WORK INSTRUCTIONS -> An exact transcription of every record is needed.

- - - -

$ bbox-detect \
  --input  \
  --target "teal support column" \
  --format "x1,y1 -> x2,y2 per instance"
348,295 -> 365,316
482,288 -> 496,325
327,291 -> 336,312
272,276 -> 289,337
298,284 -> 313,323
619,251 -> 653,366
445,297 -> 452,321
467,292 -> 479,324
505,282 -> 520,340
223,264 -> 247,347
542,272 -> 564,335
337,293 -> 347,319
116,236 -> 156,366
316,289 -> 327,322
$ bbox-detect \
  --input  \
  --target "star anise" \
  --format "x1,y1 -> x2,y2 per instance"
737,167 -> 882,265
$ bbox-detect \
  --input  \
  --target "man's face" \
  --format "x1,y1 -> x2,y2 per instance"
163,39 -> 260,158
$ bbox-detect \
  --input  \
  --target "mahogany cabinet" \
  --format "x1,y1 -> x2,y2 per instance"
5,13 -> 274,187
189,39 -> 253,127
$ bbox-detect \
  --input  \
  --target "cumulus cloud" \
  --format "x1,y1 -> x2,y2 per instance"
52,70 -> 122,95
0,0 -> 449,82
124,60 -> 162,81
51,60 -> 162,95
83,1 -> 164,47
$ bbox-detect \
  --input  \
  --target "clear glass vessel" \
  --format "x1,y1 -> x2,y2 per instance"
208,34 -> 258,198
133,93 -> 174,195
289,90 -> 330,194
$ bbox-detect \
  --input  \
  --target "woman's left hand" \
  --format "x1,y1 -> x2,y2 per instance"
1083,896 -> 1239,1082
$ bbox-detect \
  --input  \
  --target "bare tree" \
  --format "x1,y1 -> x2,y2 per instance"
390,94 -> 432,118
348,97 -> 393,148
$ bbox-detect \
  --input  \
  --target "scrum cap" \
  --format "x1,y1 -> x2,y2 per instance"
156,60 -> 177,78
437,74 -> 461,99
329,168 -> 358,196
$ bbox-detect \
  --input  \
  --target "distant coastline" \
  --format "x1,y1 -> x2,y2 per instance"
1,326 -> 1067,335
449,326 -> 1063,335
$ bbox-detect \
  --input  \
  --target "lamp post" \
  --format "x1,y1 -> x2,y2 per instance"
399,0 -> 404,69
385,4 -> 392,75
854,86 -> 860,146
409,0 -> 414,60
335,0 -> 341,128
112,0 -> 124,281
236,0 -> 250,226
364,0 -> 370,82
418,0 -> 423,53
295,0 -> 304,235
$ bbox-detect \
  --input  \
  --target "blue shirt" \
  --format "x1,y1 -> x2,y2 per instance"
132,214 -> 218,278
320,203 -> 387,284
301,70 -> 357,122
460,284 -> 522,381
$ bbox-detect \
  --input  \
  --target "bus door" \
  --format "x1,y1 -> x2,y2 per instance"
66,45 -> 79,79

- - - -

WRITTEN ANSWER ->
$ bbox-detect \
  --input  \
  --target "teal support column" \
  --format "x1,y1 -> x2,y2 per instance"
348,295 -> 365,316
482,288 -> 496,325
327,291 -> 336,312
272,276 -> 289,337
298,284 -> 313,323
619,251 -> 653,366
445,297 -> 452,321
467,292 -> 479,324
505,282 -> 520,340
223,264 -> 247,347
542,272 -> 564,335
337,293 -> 347,319
116,236 -> 156,366
316,289 -> 327,322
$ bbox-detect \
  --input  \
  --target "star anise" \
  --format "x1,y1 -> x2,y2 per instance"
737,167 -> 882,265
$ bbox-detect \
  --input  \
  --target "man's face" \
  --format "x1,y1 -> x2,y2 per instance"
163,39 -> 260,158
$ bbox-detect \
  --input  \
  --target "mahogany cabinet" \
  --format "x1,y1 -> x2,y2 per instance"
5,13 -> 274,187
189,39 -> 253,127
$ bbox-detect \
  --input  \
  --target "cumulus cloud" \
  --format "x1,y1 -> x2,y2 per instance"
52,70 -> 122,95
0,0 -> 449,82
124,60 -> 162,81
51,60 -> 162,95
83,1 -> 164,47
$ bbox-detect \
  --input  \
  --target "clear glass vessel" \
  --format "x1,y1 -> x2,y2 per instance"
208,34 -> 258,198
133,93 -> 174,195
289,90 -> 330,194
$ bbox-detect \
  --input  \
  --target "woman's left hand" \
  --format "x1,y1 -> x2,y2 per instance"
1083,896 -> 1239,1082
$ bbox-detect \
  --input  \
  --target "bare tree" \
  --format "x1,y1 -> x2,y2 per instance"
390,94 -> 432,118
348,97 -> 393,148
$ bbox-detect \
  --input  \
  --target "scrum cap" \
  --format "x1,y1 -> x2,y2 per instance"
156,60 -> 177,78
437,74 -> 461,99
329,168 -> 358,196
$ bbox-detect \
  --input  \
  --target "distant coastline" \
  --format "x1,y1 -> x2,y2 per instance"
1,326 -> 1067,335
449,326 -> 1063,335
$ bbox-detect \
  --input  \
  --target "lamp post" \
  --format "x1,y1 -> x2,y2 per instance"
399,0 -> 404,69
385,4 -> 392,75
854,86 -> 860,146
409,0 -> 414,60
335,0 -> 341,128
112,0 -> 124,281
236,0 -> 250,226
364,0 -> 370,82
418,0 -> 423,53
295,0 -> 304,235
$ bbox-detect \
  --input  \
  --target "blue shirt" \
  --format "x1,y1 -> x2,y2 per instance"
132,214 -> 218,278
320,203 -> 387,284
301,70 -> 357,122
460,284 -> 522,381
$ bbox-detect \
  --input  \
  --target "bus door" \
  --format "x1,y1 -> x2,y2 per instance"
66,45 -> 79,79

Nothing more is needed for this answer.